#### Activity list
(1) Answer these questions from the passage on Chrysaor:
(a) What name will the merged entity take?
(b) What range is Chrysaor's production expected to drop to next year?
(c) To what date was the Forties pipeline shutdown deferred?
(2) Can you summarize the passage on Chrysaor in two sentences?

#### Text passage
The merged entity will be named Harbour Energy, the name of Chrysaor's US private equity backer, with the bulked-up company being listed in London.

However, Chrysaor's production is expected to drop to 140,000-155,000 boe/d next year, after falling to 160,000 boe/d in H2 2020, as it anticipates "an unusually high level of asset shutdowns during 2021, driven by COVID-19-related 2020 maintenance deferrals," the statement said.

"The COVID-19 related suspension of some drilling activities in 2020 has also impacted the 2021 production forecast," it added.

Chrysaor will be one of many companies hit by the planned three-week shutdown of the UK's main crude artery, the Forties pipeline, which was deferred from the summer of 2020 until May 27, 2021, due to COVID-19.

Seven of the fields Chrysaor operates deliver oil through Forties, as does the Elgin-Franklin complex, in which Chrysaor and Premier both hold stakes, and Buzzard, which is operated by China's CNOOC International, with Chrysaor among the partners.

#### Information supplied

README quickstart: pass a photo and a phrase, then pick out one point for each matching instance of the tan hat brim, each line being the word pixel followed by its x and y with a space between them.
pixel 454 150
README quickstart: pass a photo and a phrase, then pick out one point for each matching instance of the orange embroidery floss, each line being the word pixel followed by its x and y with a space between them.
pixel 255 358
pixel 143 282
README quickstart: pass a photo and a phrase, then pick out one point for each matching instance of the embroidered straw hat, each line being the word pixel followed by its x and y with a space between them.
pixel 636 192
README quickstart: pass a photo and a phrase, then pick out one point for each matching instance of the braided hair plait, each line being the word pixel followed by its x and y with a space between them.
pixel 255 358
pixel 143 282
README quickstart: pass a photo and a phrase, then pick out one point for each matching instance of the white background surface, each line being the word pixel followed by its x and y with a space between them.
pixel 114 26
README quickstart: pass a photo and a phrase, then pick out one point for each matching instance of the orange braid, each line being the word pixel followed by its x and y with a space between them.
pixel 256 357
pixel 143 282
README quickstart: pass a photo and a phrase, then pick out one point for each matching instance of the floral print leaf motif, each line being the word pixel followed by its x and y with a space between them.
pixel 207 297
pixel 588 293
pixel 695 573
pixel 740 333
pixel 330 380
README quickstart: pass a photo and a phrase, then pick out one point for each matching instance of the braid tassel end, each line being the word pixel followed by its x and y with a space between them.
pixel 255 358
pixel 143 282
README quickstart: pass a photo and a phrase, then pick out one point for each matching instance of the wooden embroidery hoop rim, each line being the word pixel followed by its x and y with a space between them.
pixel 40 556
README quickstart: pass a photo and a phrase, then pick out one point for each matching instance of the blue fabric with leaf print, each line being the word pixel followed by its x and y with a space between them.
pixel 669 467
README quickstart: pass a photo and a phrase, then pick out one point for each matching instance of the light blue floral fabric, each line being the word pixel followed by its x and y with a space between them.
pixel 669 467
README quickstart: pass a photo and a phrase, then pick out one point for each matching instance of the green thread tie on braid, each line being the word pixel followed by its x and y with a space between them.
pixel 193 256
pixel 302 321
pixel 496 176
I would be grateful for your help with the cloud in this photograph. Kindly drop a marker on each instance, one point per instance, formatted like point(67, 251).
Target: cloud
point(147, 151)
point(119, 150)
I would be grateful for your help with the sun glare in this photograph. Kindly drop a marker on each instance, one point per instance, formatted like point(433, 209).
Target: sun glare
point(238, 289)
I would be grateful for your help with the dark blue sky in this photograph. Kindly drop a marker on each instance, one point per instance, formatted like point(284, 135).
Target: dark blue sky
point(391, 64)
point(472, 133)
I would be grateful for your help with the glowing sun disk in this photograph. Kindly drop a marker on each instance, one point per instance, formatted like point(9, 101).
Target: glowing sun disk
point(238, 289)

#### Answers for this exercise
(1)
(a) Harbour Energy
(b) 140,000-155,000 boe/d
(c) May 27, 2021

(2) The merged company will be named Harbour Energy and listed in London, while Chrysaor expects its production to fall to 140,000-155,000 boe/d next year because of an unusually high level of asset shutdowns in 2021, driven by COVID-19-related maintenance deferrals, and because of suspended drilling in 2020. Chrysaor will also be hit by the planned three-week shutdown of the Forties pipeline, deferred to May 27, 2021 due to COVID-19, since seven of its operated fields, the Elgin-Franklin complex and Buzzard all deliver oil through it.